- _Task instructions_: Return each line below that contains the word "Kindly", matching its case exactly.

- _Stored records_:
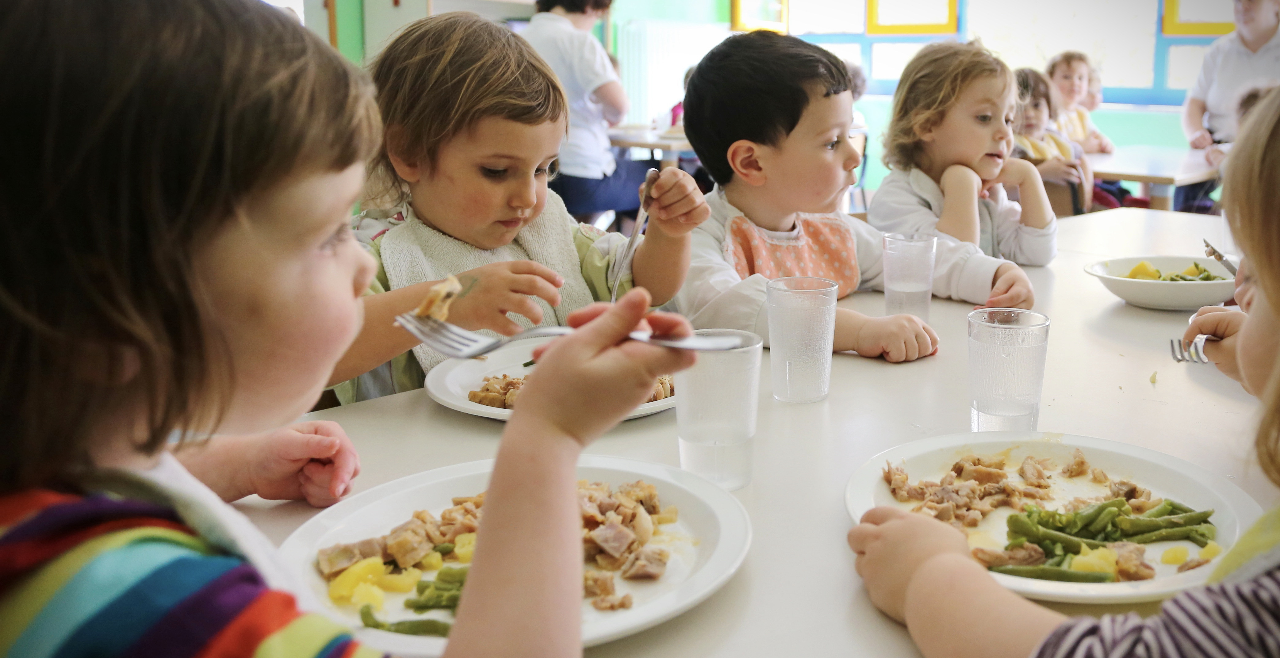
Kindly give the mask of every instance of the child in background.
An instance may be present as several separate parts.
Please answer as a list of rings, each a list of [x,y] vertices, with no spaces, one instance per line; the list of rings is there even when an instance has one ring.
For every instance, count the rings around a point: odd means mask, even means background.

--

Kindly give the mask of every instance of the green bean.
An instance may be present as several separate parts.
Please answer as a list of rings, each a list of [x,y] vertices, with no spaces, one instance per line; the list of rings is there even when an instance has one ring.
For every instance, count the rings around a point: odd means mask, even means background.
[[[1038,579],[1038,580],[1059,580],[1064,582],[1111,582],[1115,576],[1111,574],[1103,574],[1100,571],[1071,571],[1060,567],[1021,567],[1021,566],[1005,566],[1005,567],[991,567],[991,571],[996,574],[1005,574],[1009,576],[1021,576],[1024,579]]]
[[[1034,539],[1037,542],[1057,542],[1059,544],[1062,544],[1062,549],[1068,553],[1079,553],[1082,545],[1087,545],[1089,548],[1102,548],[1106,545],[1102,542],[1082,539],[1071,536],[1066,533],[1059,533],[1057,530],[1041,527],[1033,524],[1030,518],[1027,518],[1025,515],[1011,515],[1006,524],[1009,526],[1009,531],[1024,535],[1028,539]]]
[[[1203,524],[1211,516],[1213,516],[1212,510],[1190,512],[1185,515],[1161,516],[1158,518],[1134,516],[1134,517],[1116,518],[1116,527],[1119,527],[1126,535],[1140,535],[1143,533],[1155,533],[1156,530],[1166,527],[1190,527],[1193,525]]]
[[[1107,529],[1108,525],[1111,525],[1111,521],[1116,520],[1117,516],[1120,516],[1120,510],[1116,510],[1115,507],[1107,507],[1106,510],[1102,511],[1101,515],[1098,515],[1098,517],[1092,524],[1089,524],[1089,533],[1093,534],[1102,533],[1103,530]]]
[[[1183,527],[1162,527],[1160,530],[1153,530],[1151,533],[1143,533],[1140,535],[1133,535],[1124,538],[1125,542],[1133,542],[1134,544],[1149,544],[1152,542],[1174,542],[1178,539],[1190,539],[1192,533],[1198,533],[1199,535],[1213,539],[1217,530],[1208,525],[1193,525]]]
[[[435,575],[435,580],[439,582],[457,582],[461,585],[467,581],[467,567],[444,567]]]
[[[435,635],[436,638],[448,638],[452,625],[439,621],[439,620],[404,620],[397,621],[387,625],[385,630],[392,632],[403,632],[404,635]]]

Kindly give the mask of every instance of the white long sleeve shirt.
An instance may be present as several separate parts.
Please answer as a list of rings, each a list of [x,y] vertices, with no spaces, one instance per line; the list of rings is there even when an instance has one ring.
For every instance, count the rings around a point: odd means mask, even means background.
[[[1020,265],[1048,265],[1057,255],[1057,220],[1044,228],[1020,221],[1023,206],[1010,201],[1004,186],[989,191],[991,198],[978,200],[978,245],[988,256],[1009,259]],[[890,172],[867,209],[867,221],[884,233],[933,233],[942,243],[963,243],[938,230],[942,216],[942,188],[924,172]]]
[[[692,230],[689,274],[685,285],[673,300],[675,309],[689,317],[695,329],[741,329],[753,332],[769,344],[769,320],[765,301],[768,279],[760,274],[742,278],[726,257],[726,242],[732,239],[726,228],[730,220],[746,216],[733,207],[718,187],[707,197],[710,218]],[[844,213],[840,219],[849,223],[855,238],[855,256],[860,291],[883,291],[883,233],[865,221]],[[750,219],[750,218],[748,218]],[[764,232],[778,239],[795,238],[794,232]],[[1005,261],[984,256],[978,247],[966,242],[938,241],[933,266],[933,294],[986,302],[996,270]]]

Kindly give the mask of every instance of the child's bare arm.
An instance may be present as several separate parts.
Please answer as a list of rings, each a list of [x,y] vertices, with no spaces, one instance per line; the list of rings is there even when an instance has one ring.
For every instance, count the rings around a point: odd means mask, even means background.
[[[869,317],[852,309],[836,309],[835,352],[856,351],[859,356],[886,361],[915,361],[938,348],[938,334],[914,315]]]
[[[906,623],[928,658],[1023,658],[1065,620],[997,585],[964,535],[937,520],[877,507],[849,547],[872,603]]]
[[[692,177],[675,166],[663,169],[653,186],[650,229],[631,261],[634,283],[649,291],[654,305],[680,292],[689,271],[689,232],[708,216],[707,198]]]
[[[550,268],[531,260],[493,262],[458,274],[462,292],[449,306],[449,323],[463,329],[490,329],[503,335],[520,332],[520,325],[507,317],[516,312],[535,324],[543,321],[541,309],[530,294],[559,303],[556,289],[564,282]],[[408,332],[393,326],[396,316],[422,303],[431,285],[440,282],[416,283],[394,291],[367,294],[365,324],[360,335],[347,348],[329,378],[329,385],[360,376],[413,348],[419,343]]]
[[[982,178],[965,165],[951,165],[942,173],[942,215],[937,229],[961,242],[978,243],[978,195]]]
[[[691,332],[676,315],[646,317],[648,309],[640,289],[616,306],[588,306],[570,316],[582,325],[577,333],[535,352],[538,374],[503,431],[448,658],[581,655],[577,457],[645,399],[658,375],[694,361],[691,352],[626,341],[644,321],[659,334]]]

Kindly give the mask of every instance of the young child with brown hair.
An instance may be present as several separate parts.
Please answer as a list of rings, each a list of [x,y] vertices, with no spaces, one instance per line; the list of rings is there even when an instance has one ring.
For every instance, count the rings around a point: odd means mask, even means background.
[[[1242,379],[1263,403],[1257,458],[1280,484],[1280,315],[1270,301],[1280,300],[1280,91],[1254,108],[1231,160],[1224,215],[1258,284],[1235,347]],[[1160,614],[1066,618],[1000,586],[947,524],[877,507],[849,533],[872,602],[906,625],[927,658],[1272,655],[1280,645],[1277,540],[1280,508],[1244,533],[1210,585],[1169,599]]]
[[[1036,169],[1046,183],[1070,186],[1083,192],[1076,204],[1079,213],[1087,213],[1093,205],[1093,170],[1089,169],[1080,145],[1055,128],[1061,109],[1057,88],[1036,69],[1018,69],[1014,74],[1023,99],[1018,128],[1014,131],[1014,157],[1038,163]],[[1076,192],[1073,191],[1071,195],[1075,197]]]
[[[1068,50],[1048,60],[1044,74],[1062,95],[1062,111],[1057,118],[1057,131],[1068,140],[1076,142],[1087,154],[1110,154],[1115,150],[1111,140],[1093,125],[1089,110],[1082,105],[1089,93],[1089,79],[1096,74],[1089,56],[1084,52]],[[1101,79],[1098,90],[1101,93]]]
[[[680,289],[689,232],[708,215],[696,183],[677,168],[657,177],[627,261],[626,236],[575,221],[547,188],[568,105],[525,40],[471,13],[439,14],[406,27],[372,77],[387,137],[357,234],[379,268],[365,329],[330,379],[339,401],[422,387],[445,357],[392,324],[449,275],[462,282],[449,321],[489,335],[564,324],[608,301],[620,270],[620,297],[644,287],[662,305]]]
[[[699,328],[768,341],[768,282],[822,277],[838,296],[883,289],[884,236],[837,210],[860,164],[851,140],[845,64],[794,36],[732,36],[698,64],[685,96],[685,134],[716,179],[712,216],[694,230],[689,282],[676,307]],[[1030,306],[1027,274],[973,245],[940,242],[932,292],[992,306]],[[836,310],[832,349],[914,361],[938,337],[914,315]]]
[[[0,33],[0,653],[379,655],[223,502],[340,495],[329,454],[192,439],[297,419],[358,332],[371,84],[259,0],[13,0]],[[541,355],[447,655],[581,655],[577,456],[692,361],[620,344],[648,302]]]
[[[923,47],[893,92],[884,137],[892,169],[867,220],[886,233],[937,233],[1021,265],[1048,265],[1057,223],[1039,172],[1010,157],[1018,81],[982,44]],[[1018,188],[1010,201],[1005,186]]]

- _Final result_:
Kindly give the mask of every instance of the child in background.
Kindly give the mask of every instance of the green bean.
Kindly give the mask of every instance of the white long sleeve shirt.
Kindly give the mask of every instance of the child's bare arm.
Kindly give the mask of every instance of the young child with brown hair.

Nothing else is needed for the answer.